> [Source document]:
Start of Block
Question

rownames for categoryReshape

0

Entering edit mode

alison.sara.waller • 0

@alisonsarawaller-7103

Last seen 7.1 years ago

Germany

Dear All, I am trying to make incidence matrices (where each row represents a pathway, and each column a gene) and there is a 1 if that gene is in the pathways, otherwise it is a zero.

I am using the function categoryReshape from the package plotrix as follows:

df_incid<-t(categoryReshape(df))
>head(df)
gene_name    pwy
gene1        pwy1
gene2        pwy2

In the resulting incidence matrix (df_incid) I can see that the rows are labelled with the pathway names, however there are no column names.

I know these names are from the first column in my original dataframe, but I don't know if they are sorted in any way.

the help in the user manual is quite limited for this function.

Any help, from anyone who has used this is appreciated,

thanks

Category • 1.5k views

ADD COMMENT • link updated 11.2 years ago by Martin Morgan 25k • written 11.2 years ago by alison.sara.waller • 0

score 2 · Accepted Answer · 2014-11-27

I'm not sure about a function, but here's some data:

df <- data.frame(
    Gene=sample(letters, 100, TRUE),
    Pathway=sample(LETTERS[1:10], 100, TRUE),
    stringsAsFactors=FALSE)

From this I figured out the set of genes and pathways

genes <- sort(unique(df$Gene))
pathways <- sort(unique(df$Pathway))

Then created an incidence matrix of the appropriate dimensions and dimnames

m <- matrix(FALSE, length(pathways), length(genes),
            dimnames=list(pathways, genes))

And finally used the fact that a matrix can be subset by another matrix to access row,column pairs

m[cbind(df$Pathway, df$Gene)] <- TRUE

A complete helper function is

incidence <-
    function(Gene, Pathway)
{
    stopifnot(length(Gene) == length(Pathway))
    genes <- sort(unique(Gene))
    pathways <- sort(unique(Pathway))
    m <- matrix(FALSE, length(pathways), length(genes),
                dimnames=list(pathways, genes))
    idx <- cbind(as.character(Pathway), as.character(Gene))
    m[idx] <- TRUE
    m
}

invoked as incidence(df$Gene, df$Pathway).
End of Block
> [Questions]:
**1)** Reproduce word for word the passage of the incidence-matrix thread starting at "m[cbind(df$Pathway, df$Gene)] <- TRUE" and ending at "pathways <- sort(unique(Pathway))".
**2)** In the incidence-matrix thread, name every variable that the body of the helper function `incidence` creates with the `<-` operator.
Answer using only the incidence-matrix thread.

> [Dataset content]:
Start of Block
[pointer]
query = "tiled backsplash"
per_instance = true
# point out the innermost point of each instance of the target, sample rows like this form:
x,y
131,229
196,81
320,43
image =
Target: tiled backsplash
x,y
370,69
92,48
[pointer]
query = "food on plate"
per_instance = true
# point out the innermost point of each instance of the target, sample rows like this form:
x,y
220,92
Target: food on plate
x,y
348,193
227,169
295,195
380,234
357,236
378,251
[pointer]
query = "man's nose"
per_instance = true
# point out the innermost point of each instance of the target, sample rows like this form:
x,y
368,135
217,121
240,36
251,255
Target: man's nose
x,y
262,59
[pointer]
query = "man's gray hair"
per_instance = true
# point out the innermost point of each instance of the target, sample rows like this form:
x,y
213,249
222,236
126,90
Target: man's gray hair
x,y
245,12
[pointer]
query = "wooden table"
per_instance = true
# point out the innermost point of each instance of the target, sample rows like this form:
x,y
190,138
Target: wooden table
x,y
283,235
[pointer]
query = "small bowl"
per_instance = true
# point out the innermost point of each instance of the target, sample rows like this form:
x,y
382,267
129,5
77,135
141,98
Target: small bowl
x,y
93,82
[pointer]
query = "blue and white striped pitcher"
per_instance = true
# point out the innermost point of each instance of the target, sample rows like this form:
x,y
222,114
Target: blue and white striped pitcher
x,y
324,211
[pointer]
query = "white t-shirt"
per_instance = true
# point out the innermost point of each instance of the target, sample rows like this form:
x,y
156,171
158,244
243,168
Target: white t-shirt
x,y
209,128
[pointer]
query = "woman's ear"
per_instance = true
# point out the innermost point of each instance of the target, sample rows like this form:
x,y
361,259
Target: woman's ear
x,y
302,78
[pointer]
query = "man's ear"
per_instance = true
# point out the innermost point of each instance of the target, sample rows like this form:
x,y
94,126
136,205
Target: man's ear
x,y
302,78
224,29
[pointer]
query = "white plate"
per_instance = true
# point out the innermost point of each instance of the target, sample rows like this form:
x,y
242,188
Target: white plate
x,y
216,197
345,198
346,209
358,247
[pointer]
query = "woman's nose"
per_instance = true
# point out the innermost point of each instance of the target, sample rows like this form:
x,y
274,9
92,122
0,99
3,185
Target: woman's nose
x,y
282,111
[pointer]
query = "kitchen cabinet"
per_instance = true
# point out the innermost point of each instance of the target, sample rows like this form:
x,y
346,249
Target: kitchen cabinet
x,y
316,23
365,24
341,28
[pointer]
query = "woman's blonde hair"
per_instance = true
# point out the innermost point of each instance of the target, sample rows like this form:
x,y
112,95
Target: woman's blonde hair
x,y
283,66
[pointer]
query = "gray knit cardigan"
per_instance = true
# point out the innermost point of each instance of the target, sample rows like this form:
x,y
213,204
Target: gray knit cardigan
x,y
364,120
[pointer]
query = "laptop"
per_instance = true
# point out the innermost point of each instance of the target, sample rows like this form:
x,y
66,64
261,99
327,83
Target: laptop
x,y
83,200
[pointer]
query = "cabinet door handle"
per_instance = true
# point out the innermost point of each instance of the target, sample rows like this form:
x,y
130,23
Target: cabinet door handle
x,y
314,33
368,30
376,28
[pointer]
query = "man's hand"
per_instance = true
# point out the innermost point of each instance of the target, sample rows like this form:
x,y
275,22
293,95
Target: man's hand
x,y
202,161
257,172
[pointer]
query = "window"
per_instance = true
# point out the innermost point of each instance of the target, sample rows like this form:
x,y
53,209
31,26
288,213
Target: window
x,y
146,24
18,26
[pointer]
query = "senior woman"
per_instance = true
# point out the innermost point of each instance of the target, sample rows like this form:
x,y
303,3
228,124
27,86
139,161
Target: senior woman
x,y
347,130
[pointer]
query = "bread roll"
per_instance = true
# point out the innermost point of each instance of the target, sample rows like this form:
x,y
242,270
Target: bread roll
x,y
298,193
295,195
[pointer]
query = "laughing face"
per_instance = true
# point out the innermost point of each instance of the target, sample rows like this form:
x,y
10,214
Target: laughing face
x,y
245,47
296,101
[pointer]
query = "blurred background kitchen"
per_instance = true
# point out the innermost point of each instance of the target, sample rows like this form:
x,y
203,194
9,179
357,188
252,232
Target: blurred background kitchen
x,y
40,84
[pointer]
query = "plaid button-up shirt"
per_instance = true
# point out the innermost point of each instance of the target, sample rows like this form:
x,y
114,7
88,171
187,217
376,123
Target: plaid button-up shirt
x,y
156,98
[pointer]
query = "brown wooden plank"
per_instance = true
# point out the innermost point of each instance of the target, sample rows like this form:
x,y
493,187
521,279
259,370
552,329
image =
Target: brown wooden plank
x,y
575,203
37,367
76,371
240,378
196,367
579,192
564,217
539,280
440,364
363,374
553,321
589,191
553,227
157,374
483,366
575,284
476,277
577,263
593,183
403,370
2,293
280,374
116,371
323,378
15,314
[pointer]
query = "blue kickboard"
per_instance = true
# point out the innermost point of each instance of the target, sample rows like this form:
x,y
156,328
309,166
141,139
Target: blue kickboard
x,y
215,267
End of Block
> [Solutions]:
**1)**
m[cbind(df$Pathway, df$Gene)] <- TRUE

A complete helper function is

incidence <-
    function(Gene, Pathway)
{
    stopifnot(length(Gene) == length(Pathway))
    genes <- sort(unique(Gene))
    pathways <- sort(unique(Pathway))

**2)**
genes
pathways
m
idx